## [Task directions]
Write out each of the rows below word for word, leaving the pictures out of your copy.
====
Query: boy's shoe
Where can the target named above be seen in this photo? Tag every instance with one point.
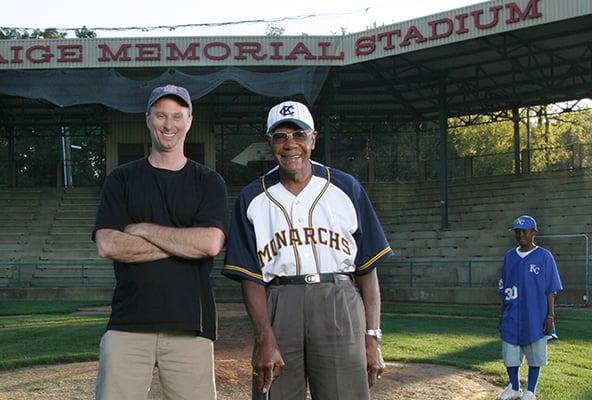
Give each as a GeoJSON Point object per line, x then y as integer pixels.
{"type": "Point", "coordinates": [551, 336]}
{"type": "Point", "coordinates": [529, 396]}
{"type": "Point", "coordinates": [510, 394]}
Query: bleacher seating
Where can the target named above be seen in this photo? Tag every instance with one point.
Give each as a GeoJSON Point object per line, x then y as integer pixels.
{"type": "Point", "coordinates": [49, 230]}
{"type": "Point", "coordinates": [481, 210]}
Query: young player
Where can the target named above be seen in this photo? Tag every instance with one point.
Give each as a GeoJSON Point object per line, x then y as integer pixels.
{"type": "Point", "coordinates": [528, 286]}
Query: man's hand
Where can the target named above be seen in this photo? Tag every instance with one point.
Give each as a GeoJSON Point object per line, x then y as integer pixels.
{"type": "Point", "coordinates": [267, 361]}
{"type": "Point", "coordinates": [374, 359]}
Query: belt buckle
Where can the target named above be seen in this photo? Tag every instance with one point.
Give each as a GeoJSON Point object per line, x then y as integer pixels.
{"type": "Point", "coordinates": [312, 278]}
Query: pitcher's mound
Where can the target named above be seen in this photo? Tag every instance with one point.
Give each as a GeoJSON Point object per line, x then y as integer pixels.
{"type": "Point", "coordinates": [76, 381]}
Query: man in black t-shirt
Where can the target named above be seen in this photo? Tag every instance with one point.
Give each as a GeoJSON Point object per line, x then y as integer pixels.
{"type": "Point", "coordinates": [161, 220]}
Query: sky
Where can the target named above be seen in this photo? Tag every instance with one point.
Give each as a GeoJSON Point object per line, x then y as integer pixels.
{"type": "Point", "coordinates": [332, 16]}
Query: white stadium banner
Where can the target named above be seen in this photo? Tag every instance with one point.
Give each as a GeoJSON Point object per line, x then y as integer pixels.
{"type": "Point", "coordinates": [440, 29]}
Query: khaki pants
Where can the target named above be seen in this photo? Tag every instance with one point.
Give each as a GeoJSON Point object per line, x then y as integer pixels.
{"type": "Point", "coordinates": [320, 330]}
{"type": "Point", "coordinates": [127, 360]}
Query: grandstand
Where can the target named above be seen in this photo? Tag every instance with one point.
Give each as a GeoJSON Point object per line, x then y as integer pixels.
{"type": "Point", "coordinates": [45, 244]}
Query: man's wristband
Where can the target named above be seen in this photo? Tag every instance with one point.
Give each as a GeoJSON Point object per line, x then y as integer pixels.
{"type": "Point", "coordinates": [376, 333]}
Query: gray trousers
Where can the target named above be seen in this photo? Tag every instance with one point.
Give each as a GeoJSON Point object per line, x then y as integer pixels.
{"type": "Point", "coordinates": [320, 330]}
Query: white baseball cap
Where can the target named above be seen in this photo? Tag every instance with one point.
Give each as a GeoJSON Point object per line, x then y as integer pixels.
{"type": "Point", "coordinates": [289, 111]}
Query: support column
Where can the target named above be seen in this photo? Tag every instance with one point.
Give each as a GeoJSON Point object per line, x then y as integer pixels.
{"type": "Point", "coordinates": [516, 122]}
{"type": "Point", "coordinates": [12, 167]}
{"type": "Point", "coordinates": [443, 123]}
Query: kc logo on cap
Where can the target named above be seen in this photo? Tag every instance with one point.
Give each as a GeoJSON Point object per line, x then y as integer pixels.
{"type": "Point", "coordinates": [524, 222]}
{"type": "Point", "coordinates": [290, 111]}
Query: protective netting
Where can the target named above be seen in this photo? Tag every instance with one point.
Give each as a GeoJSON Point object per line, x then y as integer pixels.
{"type": "Point", "coordinates": [67, 87]}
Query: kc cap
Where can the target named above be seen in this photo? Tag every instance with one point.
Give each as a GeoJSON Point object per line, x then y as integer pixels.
{"type": "Point", "coordinates": [170, 90]}
{"type": "Point", "coordinates": [289, 111]}
{"type": "Point", "coordinates": [524, 222]}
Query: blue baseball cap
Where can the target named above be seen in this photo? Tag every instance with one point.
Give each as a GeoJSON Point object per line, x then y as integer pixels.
{"type": "Point", "coordinates": [170, 90]}
{"type": "Point", "coordinates": [524, 222]}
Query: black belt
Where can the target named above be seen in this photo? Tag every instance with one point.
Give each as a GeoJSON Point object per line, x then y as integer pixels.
{"type": "Point", "coordinates": [310, 279]}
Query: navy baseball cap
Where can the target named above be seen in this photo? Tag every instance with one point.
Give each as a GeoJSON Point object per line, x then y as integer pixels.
{"type": "Point", "coordinates": [524, 222]}
{"type": "Point", "coordinates": [170, 90]}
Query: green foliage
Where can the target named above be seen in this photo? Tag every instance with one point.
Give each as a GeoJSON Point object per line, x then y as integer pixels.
{"type": "Point", "coordinates": [48, 33]}
{"type": "Point", "coordinates": [550, 132]}
{"type": "Point", "coordinates": [84, 32]}
{"type": "Point", "coordinates": [274, 30]}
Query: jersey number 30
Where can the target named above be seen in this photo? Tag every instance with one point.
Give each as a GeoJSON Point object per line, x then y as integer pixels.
{"type": "Point", "coordinates": [511, 293]}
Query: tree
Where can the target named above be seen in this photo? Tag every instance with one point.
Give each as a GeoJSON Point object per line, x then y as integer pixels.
{"type": "Point", "coordinates": [84, 32]}
{"type": "Point", "coordinates": [274, 30]}
{"type": "Point", "coordinates": [48, 33]}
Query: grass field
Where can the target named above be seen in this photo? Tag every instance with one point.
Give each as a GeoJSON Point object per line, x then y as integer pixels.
{"type": "Point", "coordinates": [33, 333]}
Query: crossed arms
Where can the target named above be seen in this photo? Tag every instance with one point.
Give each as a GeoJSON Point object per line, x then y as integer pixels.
{"type": "Point", "coordinates": [145, 242]}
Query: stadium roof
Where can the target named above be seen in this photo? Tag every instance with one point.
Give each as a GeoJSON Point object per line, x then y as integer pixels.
====
## [Final result]
Query: boy's shoe
Where can the target named above be seen in this photo? Tag every instance with one point.
Give each as a GeoJSON Point object per line, x then y as integer pixels.
{"type": "Point", "coordinates": [551, 336]}
{"type": "Point", "coordinates": [529, 396]}
{"type": "Point", "coordinates": [510, 394]}
Query: bleacher seating
Where can the target named above be seen in this photo? Tag every instance with one point.
Give each as a GeoJSON Point object per line, x then y as integer pixels.
{"type": "Point", "coordinates": [49, 230]}
{"type": "Point", "coordinates": [481, 210]}
Query: young player
Where can the target named above be seen in this photo? Tag every instance with one point.
Give each as a GeoJSON Point object per line, x then y as integer pixels.
{"type": "Point", "coordinates": [528, 286]}
Query: man's hand
Where can the target named above be seen in this photo? Tag every instance with one point.
Give each as a GeoJSON Point object per line, x then y as integer pixels.
{"type": "Point", "coordinates": [267, 361]}
{"type": "Point", "coordinates": [374, 359]}
Query: belt buckle
Where can the target named above be seen in this photo? Tag every instance with one point.
Give each as a GeoJSON Point object per line, x then y as integer pixels.
{"type": "Point", "coordinates": [312, 278]}
Query: pitcher's mound
Where can the target named above be seen in this photo? Tag every instance with one point.
Give each as a GeoJSON Point object per line, x then y as integer pixels.
{"type": "Point", "coordinates": [76, 381]}
Query: man in black t-shirt
Where can the target named above be seen in this photo? Tag every instance with one point.
Give each as a GeoJSON Point object per line, x then y as integer pixels.
{"type": "Point", "coordinates": [161, 220]}
Query: sky
Where can the target named above be seen in this photo? Tag every instance with one point.
Give each as a GeoJSON Point object per line, x then y as integer pixels.
{"type": "Point", "coordinates": [332, 16]}
Query: white stadium banner
Where can the target named above be seen in this photo? Tag every instance with one point.
Give each as a GeoJSON Point object per line, x then y as integer pixels.
{"type": "Point", "coordinates": [440, 29]}
Query: khaki pants
Where can the target named above be seen in this photo? Tag every instance with one point.
Give each as a GeoJSON Point object per line, x then y as integer pixels.
{"type": "Point", "coordinates": [320, 330]}
{"type": "Point", "coordinates": [127, 360]}
Query: grandstand
Where can the target named above be seen in this photo? Tag every instance with one point.
Give each as a GeoJSON Point object per line, x then y as integer pixels.
{"type": "Point", "coordinates": [45, 244]}
Query: man's wristband
Where can the target named above be seen in this photo? Tag every instance with one point.
Give each as a GeoJSON Point object per line, x then y as integer pixels.
{"type": "Point", "coordinates": [376, 333]}
Query: gray trousers
Where can the target named above be seen in this photo? Tag every instance with one point.
Give each as a GeoJSON Point object per line, x then y as integer pixels.
{"type": "Point", "coordinates": [320, 330]}
Query: white baseball cap
Where can the target named above be seen in this photo? Tag every instance with one point.
Give each as a GeoJSON Point object per line, x then y as integer pixels.
{"type": "Point", "coordinates": [289, 111]}
Query: support column
Where can the target named above be seen in this photo? Tag every instance with one point.
Give each as a GeoJSON Point object per line, x then y as integer pixels.
{"type": "Point", "coordinates": [516, 122]}
{"type": "Point", "coordinates": [12, 167]}
{"type": "Point", "coordinates": [443, 123]}
Query: kc logo on cap
Where can the target named above be seen in this photo? Tag every instance with one point.
Give each as a GeoJSON Point object per line, x then y as integer pixels.
{"type": "Point", "coordinates": [524, 222]}
{"type": "Point", "coordinates": [290, 111]}
Query: protective netting
Where can the target named above be seen in this photo? Tag every instance with one point.
Give each as a GeoJSON Point object per line, x then y as integer pixels.
{"type": "Point", "coordinates": [67, 87]}
Query: kc cap
Where can the target named above be seen in this photo? Tag every instance with one point.
Give each as a GeoJSON Point object per line, x then y as integer pixels.
{"type": "Point", "coordinates": [170, 90]}
{"type": "Point", "coordinates": [289, 111]}
{"type": "Point", "coordinates": [524, 222]}
Query: blue baseball cap
Where can the target named above be seen in this photo? Tag every instance with one point.
Give each as a GeoJSON Point object per line, x then y as integer pixels.
{"type": "Point", "coordinates": [170, 90]}
{"type": "Point", "coordinates": [524, 222]}
Query: black belt
Where can the target named above be seen in this photo? Tag every instance with one point.
Give each as a GeoJSON Point object per line, x then y as integer pixels.
{"type": "Point", "coordinates": [310, 279]}
Query: navy baseball cap
Where can the target named above be seen in this photo? Tag every instance with one point.
Give each as a GeoJSON Point object per line, x then y as integer pixels.
{"type": "Point", "coordinates": [524, 222]}
{"type": "Point", "coordinates": [170, 90]}
Query: green foliage
Where can the target named above be seen in this photo? Tag every instance with one point.
Give each as a GeoJSON Point object per line, x then y as integer pixels.
{"type": "Point", "coordinates": [48, 33]}
{"type": "Point", "coordinates": [550, 132]}
{"type": "Point", "coordinates": [84, 32]}
{"type": "Point", "coordinates": [274, 30]}
Query: jersey number 30
Where can the target named above be seen in this photo? Tag every instance with one point.
Give each as a GeoJSON Point object per line, x then y as integer pixels.
{"type": "Point", "coordinates": [511, 293]}
Query: tree
Where can the target named above be seen in this photo? Tag every instance with one point.
Give each as a GeoJSON Point object per line, x then y as integer pixels.
{"type": "Point", "coordinates": [84, 32]}
{"type": "Point", "coordinates": [274, 30]}
{"type": "Point", "coordinates": [48, 33]}
Query: grass field
Where can the target named above be seen in this photo? Tag every instance with one point.
Give each as a GeoJSON Point object per line, x then y as integer pixels.
{"type": "Point", "coordinates": [33, 333]}
Query: crossed arms
Where can the target named above be seen in this photo? Tag every instance with one point.
Give each as a GeoJSON Point object per line, x then y as integer pixels.
{"type": "Point", "coordinates": [145, 242]}
Query: stadium roof
Where can the target named above be seen in this photo? Tag every instance with one point.
Give each as a GeoJSON Point object per line, x then y as integer pixels.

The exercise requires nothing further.